→ INSTRUCTION
Continue the article about Brian Kelly, Urban Meyer, and the Notre Dame–Ohio State game from where it stops.
start TEXT BLOCK
The talent quotient among the two teams almost blinds you with its gaudy sheen, the false assumption being that parallel streams of five-star talent simply progressed according to nature. What’s overlooked is the player development piece so necessary to the success and so prevalent in each coach’s hard-wiring.
And the ability to handle the big moments, and the taffy-pull of demands and the ability to build a culture that transcends both big egos and big obstacles and survive unwieldy expectations, all of which had to be cultivated.
Friday’s game presents more of a referendum for Notre Dame than it does for Ohio State in terms of the state of that culture, in large part because the Irish are so much further removed from their most recent national title.
That was captured in the Fiesta Bowl — of all venues back — back in 1988, well before any of the players on either team was born. And way back when two of college football’s more progressive and productive offensive minds today were cutting their coaching teeth on defense.
Kelly was a graduate assistant coach that season at Division II Grand Valley State, in charge of the defensive backs, and rooming with current ND associate head coach Mike Denbrock and eating Ramen Noodles together to stretch their underwhelming paychecks.
Meyer was an outside linebackers coach at FCS school Illinois State, sandwiched in between his own GA-ship, under Earle Bruce at Ohio State and going to work full-time as an offensive assistant under Bruce at Colorado State after Bruce had been deposed at OSU. (A star running back for the Rams was Tony Alford, who would later go on to coach for both Kelly and Meyer.)
end TEXT BLOCK
start DATA EXCERPTS
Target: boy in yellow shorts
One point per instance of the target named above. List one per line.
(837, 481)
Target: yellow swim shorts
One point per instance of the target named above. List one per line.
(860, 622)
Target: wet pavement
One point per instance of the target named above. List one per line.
end DATA EXCERPTS
start DATA EXCERPTS
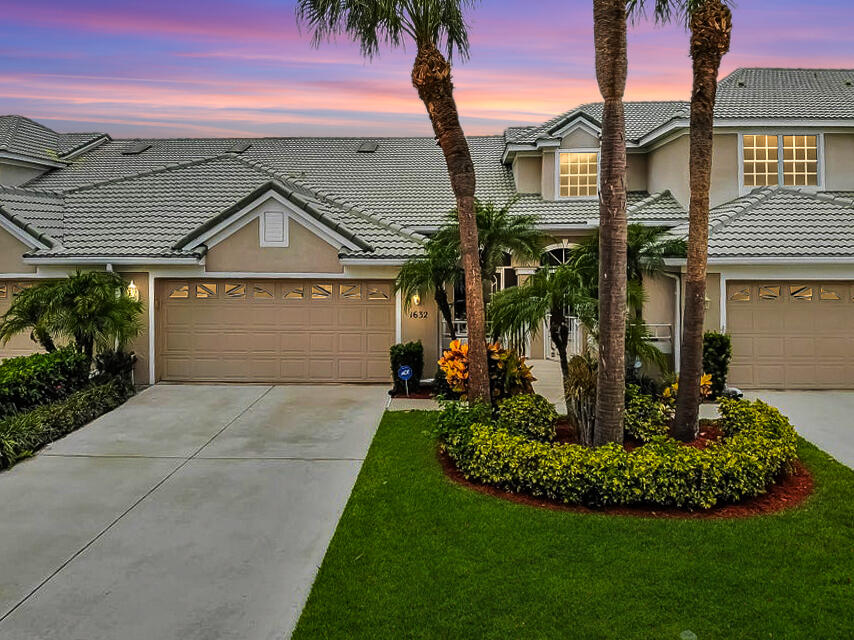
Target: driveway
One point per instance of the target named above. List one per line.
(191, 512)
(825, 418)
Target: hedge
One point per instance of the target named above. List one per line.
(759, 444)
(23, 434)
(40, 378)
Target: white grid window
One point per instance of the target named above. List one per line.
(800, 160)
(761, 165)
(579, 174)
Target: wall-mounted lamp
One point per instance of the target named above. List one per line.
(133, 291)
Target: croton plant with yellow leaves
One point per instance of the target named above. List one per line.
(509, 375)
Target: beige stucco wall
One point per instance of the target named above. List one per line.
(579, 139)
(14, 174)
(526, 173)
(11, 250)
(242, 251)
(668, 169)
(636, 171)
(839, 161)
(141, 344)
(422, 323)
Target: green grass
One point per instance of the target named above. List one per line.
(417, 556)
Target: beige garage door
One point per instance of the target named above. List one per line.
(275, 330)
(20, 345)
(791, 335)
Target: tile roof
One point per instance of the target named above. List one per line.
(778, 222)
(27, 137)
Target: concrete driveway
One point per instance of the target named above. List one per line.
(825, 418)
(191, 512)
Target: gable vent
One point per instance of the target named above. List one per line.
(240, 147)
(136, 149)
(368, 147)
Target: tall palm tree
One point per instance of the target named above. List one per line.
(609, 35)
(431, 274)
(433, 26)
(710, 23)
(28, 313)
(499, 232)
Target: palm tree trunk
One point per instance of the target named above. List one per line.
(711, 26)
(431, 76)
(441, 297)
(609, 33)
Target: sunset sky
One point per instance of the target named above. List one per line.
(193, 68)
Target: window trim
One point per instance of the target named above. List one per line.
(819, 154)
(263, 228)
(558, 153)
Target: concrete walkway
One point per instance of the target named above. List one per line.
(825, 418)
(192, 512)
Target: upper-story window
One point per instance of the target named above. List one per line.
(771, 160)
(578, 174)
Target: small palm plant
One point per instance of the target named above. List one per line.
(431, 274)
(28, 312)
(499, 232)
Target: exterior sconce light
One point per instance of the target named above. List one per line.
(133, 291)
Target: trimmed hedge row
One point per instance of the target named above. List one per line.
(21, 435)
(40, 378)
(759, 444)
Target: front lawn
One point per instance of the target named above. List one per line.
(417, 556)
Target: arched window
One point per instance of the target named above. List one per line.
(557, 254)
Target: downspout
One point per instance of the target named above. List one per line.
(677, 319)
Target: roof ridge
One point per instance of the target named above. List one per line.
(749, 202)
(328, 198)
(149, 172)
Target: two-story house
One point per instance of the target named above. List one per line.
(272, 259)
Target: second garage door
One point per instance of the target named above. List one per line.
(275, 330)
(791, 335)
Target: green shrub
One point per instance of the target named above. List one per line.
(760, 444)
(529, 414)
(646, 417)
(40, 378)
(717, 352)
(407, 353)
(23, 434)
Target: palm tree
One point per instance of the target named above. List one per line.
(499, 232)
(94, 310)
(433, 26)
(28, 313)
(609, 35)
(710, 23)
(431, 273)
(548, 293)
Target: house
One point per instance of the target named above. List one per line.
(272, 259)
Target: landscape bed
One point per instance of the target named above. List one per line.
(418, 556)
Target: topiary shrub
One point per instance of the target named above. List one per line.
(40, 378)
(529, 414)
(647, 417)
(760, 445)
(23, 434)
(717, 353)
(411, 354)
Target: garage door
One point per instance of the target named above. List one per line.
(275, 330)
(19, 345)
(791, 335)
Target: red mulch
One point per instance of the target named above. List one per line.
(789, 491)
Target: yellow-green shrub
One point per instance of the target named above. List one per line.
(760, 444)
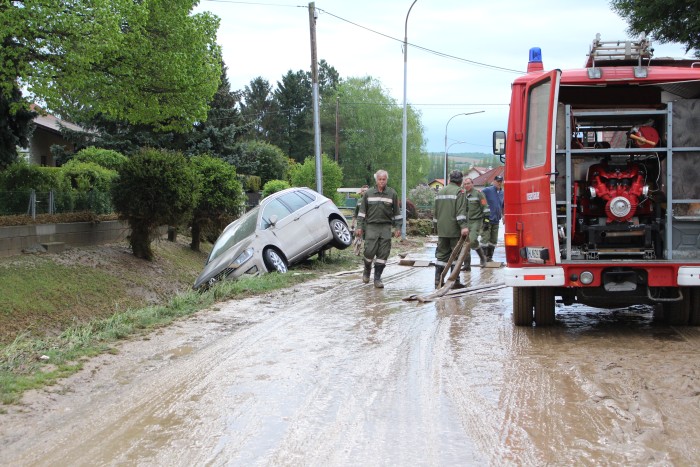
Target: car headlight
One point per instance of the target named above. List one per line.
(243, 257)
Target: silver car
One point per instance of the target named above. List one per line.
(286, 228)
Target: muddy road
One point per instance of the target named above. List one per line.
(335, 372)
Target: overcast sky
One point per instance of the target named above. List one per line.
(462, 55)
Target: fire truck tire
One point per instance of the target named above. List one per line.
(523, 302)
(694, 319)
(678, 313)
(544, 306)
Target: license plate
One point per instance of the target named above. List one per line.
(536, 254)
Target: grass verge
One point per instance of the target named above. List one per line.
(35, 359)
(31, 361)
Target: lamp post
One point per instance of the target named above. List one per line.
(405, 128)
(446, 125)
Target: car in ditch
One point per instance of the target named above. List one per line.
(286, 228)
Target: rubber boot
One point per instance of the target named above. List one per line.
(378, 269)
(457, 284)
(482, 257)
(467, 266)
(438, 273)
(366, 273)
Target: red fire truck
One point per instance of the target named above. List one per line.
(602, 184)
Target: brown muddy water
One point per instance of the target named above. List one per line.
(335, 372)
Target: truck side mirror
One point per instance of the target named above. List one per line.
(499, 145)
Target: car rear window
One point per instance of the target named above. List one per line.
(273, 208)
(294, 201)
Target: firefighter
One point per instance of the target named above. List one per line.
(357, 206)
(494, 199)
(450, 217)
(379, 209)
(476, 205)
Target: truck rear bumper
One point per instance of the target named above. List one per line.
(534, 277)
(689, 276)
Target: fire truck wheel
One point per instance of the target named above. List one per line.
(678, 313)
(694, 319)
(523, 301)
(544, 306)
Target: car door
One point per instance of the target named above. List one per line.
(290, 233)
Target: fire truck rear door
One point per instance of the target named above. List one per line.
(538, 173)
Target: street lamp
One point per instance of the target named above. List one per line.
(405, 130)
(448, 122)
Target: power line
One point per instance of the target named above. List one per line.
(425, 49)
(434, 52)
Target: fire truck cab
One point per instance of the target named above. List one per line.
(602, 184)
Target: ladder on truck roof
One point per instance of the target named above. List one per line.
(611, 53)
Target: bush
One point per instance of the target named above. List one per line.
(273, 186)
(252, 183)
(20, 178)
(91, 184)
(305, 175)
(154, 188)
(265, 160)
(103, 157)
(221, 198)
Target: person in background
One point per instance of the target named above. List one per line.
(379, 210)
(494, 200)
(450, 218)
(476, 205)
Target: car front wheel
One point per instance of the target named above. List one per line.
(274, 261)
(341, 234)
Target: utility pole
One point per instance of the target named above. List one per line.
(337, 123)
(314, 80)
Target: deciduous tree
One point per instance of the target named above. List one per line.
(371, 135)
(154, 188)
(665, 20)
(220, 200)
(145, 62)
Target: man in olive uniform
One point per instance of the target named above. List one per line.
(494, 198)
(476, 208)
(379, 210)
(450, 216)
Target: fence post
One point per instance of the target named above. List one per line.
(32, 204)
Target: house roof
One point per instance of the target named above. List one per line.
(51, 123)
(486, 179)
end DATA EXCERPTS
start DATA EXCERPTS
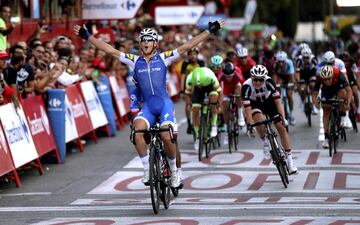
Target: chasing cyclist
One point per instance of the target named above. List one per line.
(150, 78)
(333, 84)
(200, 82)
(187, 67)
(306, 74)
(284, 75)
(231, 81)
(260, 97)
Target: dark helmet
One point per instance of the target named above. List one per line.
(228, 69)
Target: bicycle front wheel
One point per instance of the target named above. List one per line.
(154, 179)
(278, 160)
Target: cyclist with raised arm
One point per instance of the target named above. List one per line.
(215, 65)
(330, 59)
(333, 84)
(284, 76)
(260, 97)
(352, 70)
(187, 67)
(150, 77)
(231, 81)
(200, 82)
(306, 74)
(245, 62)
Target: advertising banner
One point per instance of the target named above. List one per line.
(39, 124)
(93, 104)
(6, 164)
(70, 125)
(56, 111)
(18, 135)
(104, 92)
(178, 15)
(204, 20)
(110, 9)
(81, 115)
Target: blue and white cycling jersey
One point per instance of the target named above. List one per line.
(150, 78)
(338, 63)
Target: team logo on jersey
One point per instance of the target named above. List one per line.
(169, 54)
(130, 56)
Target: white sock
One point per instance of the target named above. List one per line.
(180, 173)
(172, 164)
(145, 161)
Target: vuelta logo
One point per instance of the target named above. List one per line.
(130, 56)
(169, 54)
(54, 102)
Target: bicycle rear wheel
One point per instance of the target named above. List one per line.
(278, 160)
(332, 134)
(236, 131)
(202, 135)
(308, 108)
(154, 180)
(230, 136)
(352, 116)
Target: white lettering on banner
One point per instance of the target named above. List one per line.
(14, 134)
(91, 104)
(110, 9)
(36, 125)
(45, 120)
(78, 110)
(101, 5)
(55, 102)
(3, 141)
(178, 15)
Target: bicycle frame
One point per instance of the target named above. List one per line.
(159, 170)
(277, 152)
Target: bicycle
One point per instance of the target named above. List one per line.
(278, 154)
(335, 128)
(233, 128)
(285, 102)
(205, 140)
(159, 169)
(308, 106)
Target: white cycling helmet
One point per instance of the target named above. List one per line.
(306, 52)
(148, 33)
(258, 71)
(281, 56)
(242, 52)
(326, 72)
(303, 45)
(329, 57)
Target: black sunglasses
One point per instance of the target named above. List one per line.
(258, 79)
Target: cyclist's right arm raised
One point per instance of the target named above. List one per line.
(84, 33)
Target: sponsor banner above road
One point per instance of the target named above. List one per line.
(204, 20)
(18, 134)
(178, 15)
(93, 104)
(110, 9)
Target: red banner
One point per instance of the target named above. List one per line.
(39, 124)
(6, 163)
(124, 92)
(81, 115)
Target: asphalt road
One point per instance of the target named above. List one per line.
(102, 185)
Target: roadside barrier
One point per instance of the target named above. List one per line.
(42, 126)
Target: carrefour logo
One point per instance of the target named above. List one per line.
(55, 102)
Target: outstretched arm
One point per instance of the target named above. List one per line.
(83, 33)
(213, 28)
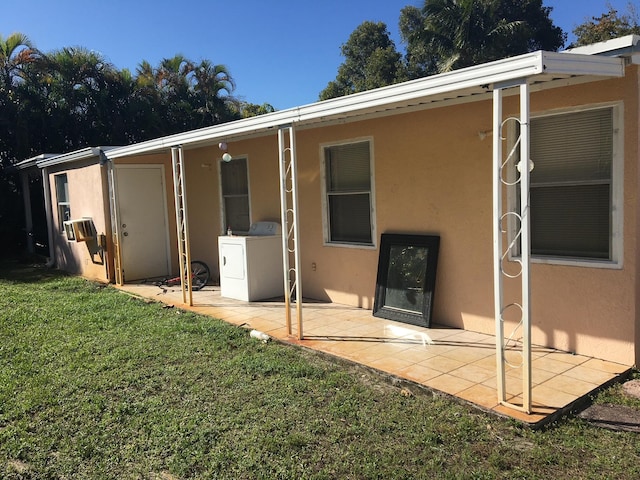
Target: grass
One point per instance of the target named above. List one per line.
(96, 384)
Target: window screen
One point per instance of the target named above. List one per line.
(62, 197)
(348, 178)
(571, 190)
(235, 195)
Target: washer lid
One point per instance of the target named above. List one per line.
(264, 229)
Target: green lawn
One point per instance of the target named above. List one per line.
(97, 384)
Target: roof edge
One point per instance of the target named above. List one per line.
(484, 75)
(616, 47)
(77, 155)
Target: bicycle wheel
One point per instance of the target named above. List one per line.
end DATA EXCERPTS
→ EXERCISE OUTPUT
From 1988, Kelly’s and Meyer’s paths diverged, with Meyer finding his way to Notre Dame in 1996 for Lou Holtz’s final season and Kelly’s route to Friday’s clash comprising way more off-the-GPS back roads, but learning many of the same lessons along the way and processing and manifesting them similarly.
“They both have a Lou Holtz quality about them,” said former Notre Dame assistant coach Rick Minter, whose own coaching path repeatedly crossed with Holtz’s and who came to know and appreciate both Kelly and Meyer along the way.
“In other words, they have a standard. I guarantee you they have a vision in their minds of what they want their product to look like, their team to look like.
“And they have an uncompromising value system that has people rise to that level of excellence and that standard of excellence rather than the coach compromising himself and lowering his standard.
‘Sometimes the very best coaches in the country can be known to be tough to work for, because the average guy will accept mediocrity and will waver. The guys that are relentless, like Brian Kelly and Urban Meyer, they are relentless in pursuit of excellence.
“And they have a quest for it and they have a thirst for it.”
That’s the rudiments of what Meyer saw that spring day in 2008, when Kelly invited the Florida coach back to his alma mater, the University of Cincinnati, for what was an otherwise mundane day of spring football practice.
Afterward Meyer huddled with reporters in Nippert Stadium, effusive in his impression of Kelly and the transformation he was commandeering.
“This was not a good football place when I was here,” said Meyer, who walked on at UC in 1984 after walking away from a minor-league baseball career that spanned two seasons.
Meyer had been drafted in 1982 out of St. John’s High School in Ashtabula, Ohio, by the Atlanta Braves as a shortstop, a 13th-round selection in a draft in which the first overall pick, future Chicago Cub Shawon Dunston, played the same position.
Meyer was taken a couple of rounds before outfielder Jose Canseco, but two years later became a defensive back for the Bearcats while majoring in psychology.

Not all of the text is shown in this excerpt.